:: ТЕКСТ ДЛЯ ЧТЕНИЯ ::
Когда телеспектакль «По страницам журнала Печорина» прошел по телевидению, прозвучал стройный хор негодующих голосов. Такого холодного, доведенного до автоматизма Печорина принимать не хотели. И только немногие разглядели за подчеркнутой медлительностью героя и сложными хитросплетениями его изощренного ума гнетущую лермонтовскую тоску, желание отгородиться от мира людей и одновременно горечь одиночества. Нечто подобное произошло позднее с фильмом «В четверг и больше никогда». Актер сразу же уловил накаленную атмосферу неприязни, воцарившуюся среди коллег. Фильм не приняли. И не только руководство. Многие в фильме не узнали себя (а может быть, наоборот, узнали?!). На худсовете на «Мосфильме» категорически заявляли: «Таких типов у нас нет». Да и до сих пор (а фильм снят в 1978 году) раздаются реплики: «О чем этот фильм?!». Почему же позднее были так восторженно встречены интеллигенцией «Полеты во сне и наяву»? Конечно, к началу 80-х общественная ситуация обнажилась настолько, что тех самых «типов», которых «у нас нет», было такое количество, что не заметить их было уже нельзя. (Кстати, такие герои есть всегда. В одну эпоху, они – единичны, в другую становятся явлением.) Но проблема, вероятно, заключалась не только в этом. Потому что «В четверг…» и «Отпуск…» еще долго продолжали пробивать себе путь к зрителю уже в «постпереломный» период. В чем же было дело?
Прежде чем говорить о героях Даля, следует уточнить, что речь идет не о сравнении литературных произведений или фильмов. Об общности этих героев в данном случае позволяют говорить те акценты, которые проставил сам актер. Едина проблема – един и тип.
:::
:: ИСХОДНЫЕ ДАННЫЕ ::
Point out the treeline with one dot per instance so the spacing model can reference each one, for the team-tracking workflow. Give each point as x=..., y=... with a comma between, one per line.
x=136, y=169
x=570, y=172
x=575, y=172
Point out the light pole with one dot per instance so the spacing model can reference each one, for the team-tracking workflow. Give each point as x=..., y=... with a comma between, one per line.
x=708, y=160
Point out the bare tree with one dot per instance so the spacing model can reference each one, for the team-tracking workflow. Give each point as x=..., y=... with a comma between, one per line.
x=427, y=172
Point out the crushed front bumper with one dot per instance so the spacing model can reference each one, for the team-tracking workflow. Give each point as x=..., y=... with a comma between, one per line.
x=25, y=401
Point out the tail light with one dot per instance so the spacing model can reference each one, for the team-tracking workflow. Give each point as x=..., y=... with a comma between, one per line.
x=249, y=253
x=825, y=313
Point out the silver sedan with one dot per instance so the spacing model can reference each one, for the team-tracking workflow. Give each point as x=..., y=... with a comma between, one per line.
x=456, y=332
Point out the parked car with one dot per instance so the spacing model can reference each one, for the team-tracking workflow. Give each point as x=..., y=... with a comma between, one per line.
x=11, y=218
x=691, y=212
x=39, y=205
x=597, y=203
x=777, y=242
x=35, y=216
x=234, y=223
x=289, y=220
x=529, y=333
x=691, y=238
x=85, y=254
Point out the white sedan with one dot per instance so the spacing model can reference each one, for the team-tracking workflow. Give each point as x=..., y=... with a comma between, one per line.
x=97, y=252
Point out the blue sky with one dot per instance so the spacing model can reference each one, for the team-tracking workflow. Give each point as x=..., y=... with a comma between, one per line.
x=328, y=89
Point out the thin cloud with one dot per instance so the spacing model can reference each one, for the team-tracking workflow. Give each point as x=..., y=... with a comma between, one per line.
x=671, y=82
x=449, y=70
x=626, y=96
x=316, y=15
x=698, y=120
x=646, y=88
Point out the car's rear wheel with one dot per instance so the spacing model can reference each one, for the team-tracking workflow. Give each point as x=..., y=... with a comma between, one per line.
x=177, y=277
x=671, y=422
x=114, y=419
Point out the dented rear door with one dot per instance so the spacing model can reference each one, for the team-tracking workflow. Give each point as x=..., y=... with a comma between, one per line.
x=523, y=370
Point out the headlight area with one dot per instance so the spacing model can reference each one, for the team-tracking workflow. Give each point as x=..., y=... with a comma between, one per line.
:::
● ЗАДАНИЯ
- A) В каком году, согласно отрывку о героях Даля, был снят фильм «В четверг и больше никогда»?
- B) Продолжите отрывок о героях Даля, начав сразу после его последнего предложения.

● ОТВЕТЫ К ЗАДАНИЯМ
- A) В 1978 году.

- B)
Герои Даля – неприкаянны. Это их основное состояние. Невозможность найти себя в окружающем мире, а главное, себя в себе. Возбужденный, нервный Хосе Альба напоминает растерянного, встрепанного Лаевского, а холодная отчужденность Печорина близка жестокому равнодушию Сергея. Виктор Зилов как бы подвел окончательную черту под тем трагизмом, который есть во всех предшествующих ему героях. Нарочитая обобщенность моих характеристик не перечеркивает их сложности и неоднозначности, их непохожести. Но по тому, как, дозируя некоторые основные черты, актер переносит их из одного образа в другой, чувствуется, что мысленно он протягивает между ними связующую нить.
…Обреченно мечется Хосе Альба, переходя от мучительного животного страха к тщеславной гордости и почти физически ощущаемой сквозь экран усталости. Марионеточно разболтан и постоянно неустойчив Лаевский. «Бежать! Бежать!» – повторяет он как заклинание, и в голосе артиста возникает настоящая чеховская интонация; так взывали три сестры: «В Москву! В Москву!». Кажется, стоит что-то изменить – уехать, например, – и все пойдет самым наилучшим образом. То здесь, то там мелькает среди ярко насыщенной зелени заповедника фигура Сергея, героя «Четверга…». Весь в движении Витя Зилов, но в нем есть еще и настороженность – готовность устроить розыгрыш или подвох. Как правило, он теряет грань между шуткой и подлостью.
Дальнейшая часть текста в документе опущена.